Picture annotation records
○ ○ ○ ○

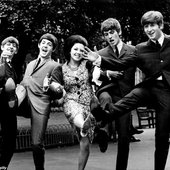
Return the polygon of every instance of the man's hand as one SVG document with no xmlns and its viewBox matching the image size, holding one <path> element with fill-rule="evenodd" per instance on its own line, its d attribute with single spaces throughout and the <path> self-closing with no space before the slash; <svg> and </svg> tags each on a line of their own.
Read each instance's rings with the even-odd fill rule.
<svg viewBox="0 0 170 170">
<path fill-rule="evenodd" d="M 123 76 L 123 71 L 107 70 L 107 76 L 109 79 L 111 78 L 120 79 Z"/>
<path fill-rule="evenodd" d="M 98 57 L 99 55 L 97 54 L 97 52 L 90 50 L 88 47 L 85 47 L 85 51 L 83 54 L 84 59 L 94 62 L 98 59 Z"/>
</svg>

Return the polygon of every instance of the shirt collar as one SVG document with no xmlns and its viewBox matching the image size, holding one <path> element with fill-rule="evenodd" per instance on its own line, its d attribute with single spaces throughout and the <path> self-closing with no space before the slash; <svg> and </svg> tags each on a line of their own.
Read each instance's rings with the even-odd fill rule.
<svg viewBox="0 0 170 170">
<path fill-rule="evenodd" d="M 162 46 L 162 44 L 163 44 L 163 41 L 164 41 L 164 34 L 162 33 L 161 34 L 161 36 L 159 37 L 159 39 L 158 39 L 158 42 L 159 42 L 159 44 Z M 153 41 L 154 43 L 156 43 L 156 41 Z"/>
<path fill-rule="evenodd" d="M 120 40 L 119 43 L 117 44 L 117 49 L 119 51 L 119 54 L 120 54 L 122 47 L 123 47 L 123 42 L 122 42 L 122 40 Z"/>
</svg>

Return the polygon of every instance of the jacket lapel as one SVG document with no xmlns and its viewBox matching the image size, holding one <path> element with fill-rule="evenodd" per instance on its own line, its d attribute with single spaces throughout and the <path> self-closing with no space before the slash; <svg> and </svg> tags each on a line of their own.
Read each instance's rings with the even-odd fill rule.
<svg viewBox="0 0 170 170">
<path fill-rule="evenodd" d="M 127 51 L 127 46 L 125 43 L 123 43 L 122 49 L 120 50 L 119 58 L 123 56 Z"/>
</svg>

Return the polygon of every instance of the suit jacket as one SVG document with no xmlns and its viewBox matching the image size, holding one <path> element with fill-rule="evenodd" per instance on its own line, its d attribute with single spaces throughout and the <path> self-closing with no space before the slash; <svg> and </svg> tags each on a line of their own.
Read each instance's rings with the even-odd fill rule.
<svg viewBox="0 0 170 170">
<path fill-rule="evenodd" d="M 26 68 L 24 78 L 21 82 L 27 90 L 27 96 L 33 107 L 40 114 L 49 114 L 50 96 L 43 90 L 43 81 L 46 75 L 51 76 L 55 67 L 59 64 L 52 59 L 44 60 L 36 69 L 37 60 L 31 61 Z"/>
<path fill-rule="evenodd" d="M 118 57 L 116 56 L 116 54 L 114 53 L 113 49 L 110 46 L 107 46 L 106 48 L 98 51 L 98 53 L 102 57 L 107 58 L 109 60 L 113 60 L 117 63 L 116 67 L 113 66 L 110 70 L 122 71 L 121 60 L 124 60 L 127 57 L 129 57 L 129 54 L 133 53 L 134 51 L 135 51 L 134 46 L 123 43 L 122 49 Z M 107 66 L 103 64 L 101 68 L 104 71 L 102 73 L 104 74 L 104 76 L 101 77 L 101 80 L 103 79 L 103 83 L 99 87 L 99 90 L 97 91 L 97 95 L 99 95 L 103 91 L 112 91 L 114 94 L 117 94 L 119 97 L 123 97 L 128 92 L 130 92 L 130 90 L 134 87 L 135 70 L 136 70 L 135 67 L 129 67 L 123 69 L 123 76 L 120 79 L 112 78 L 112 80 L 109 80 L 106 76 L 105 70 L 109 70 Z"/>
<path fill-rule="evenodd" d="M 122 61 L 122 63 L 121 63 Z M 145 78 L 139 85 L 150 84 L 160 75 L 170 85 L 170 36 L 165 35 L 161 49 L 155 46 L 154 42 L 147 42 L 136 45 L 135 53 L 129 54 L 121 61 L 107 59 L 102 56 L 101 67 L 125 69 L 130 66 L 137 66 L 145 74 Z"/>
</svg>

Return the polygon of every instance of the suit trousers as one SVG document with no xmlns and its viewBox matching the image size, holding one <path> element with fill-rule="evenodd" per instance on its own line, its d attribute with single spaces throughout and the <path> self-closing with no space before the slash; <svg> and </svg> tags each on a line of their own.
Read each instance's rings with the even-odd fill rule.
<svg viewBox="0 0 170 170">
<path fill-rule="evenodd" d="M 36 170 L 44 170 L 45 163 L 45 149 L 44 136 L 48 123 L 48 116 L 42 115 L 31 106 L 31 136 L 32 136 L 32 150 L 33 159 Z"/>
<path fill-rule="evenodd" d="M 16 148 L 17 116 L 16 110 L 9 108 L 8 101 L 5 96 L 1 96 L 0 103 L 0 124 L 2 137 L 0 148 L 0 167 L 8 167 Z"/>
<path fill-rule="evenodd" d="M 116 102 L 119 96 L 110 96 L 108 92 L 102 92 L 99 95 L 101 107 L 105 109 L 107 103 Z M 118 133 L 118 149 L 116 170 L 126 170 L 129 157 L 129 138 L 130 138 L 130 113 L 125 114 L 115 120 L 116 130 Z"/>
<path fill-rule="evenodd" d="M 121 116 L 138 106 L 149 105 L 156 110 L 155 170 L 164 170 L 169 150 L 170 132 L 170 87 L 163 80 L 155 80 L 137 86 L 116 102 L 112 116 Z M 113 115 L 114 114 L 114 115 Z"/>
</svg>

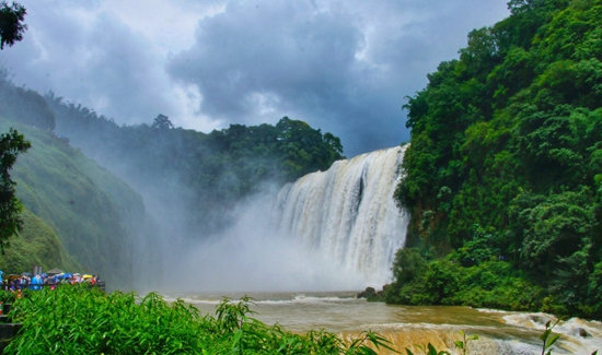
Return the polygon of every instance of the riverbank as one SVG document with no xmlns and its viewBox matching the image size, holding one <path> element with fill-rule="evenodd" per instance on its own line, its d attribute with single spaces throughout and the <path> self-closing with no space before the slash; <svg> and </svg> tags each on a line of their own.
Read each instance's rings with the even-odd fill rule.
<svg viewBox="0 0 602 355">
<path fill-rule="evenodd" d="M 172 293 L 165 299 L 182 298 L 212 313 L 222 294 Z M 239 299 L 243 293 L 223 294 Z M 460 306 L 402 306 L 356 298 L 356 292 L 251 293 L 255 300 L 254 318 L 266 324 L 278 323 L 296 333 L 324 329 L 343 338 L 373 330 L 405 354 L 408 347 L 421 354 L 417 345 L 433 344 L 438 350 L 458 354 L 454 342 L 460 331 L 478 335 L 471 341 L 473 354 L 539 354 L 541 334 L 547 320 L 543 312 L 502 311 Z M 587 335 L 580 335 L 580 330 Z M 602 323 L 579 318 L 562 321 L 554 329 L 560 338 L 554 354 L 591 354 L 602 348 Z M 521 353 L 522 352 L 522 353 Z M 470 352 L 471 353 L 471 352 Z M 384 354 L 390 354 L 384 352 Z"/>
</svg>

○ ○ ○ ○

From the beginning of the material up to and including the line with "123 76 L 123", swap "man's hand" for "person's hand" and give those lines back, leaving the pictures out.

Return the polygon of every instance of the person's hand as one SVG document with no xmlns and its viewBox matching the image size, holding one <path> element with fill-rule="evenodd" per instance on its own line, its d attribute with single spaces throughout and the <path> self-closing with no space before the slash; <svg> and </svg> tags each on a line of their own.
Read each instance's rings with the even-odd fill rule.
<svg viewBox="0 0 170 170">
<path fill-rule="evenodd" d="M 123 76 L 123 71 L 107 70 L 107 76 L 109 79 L 111 78 L 120 79 Z"/>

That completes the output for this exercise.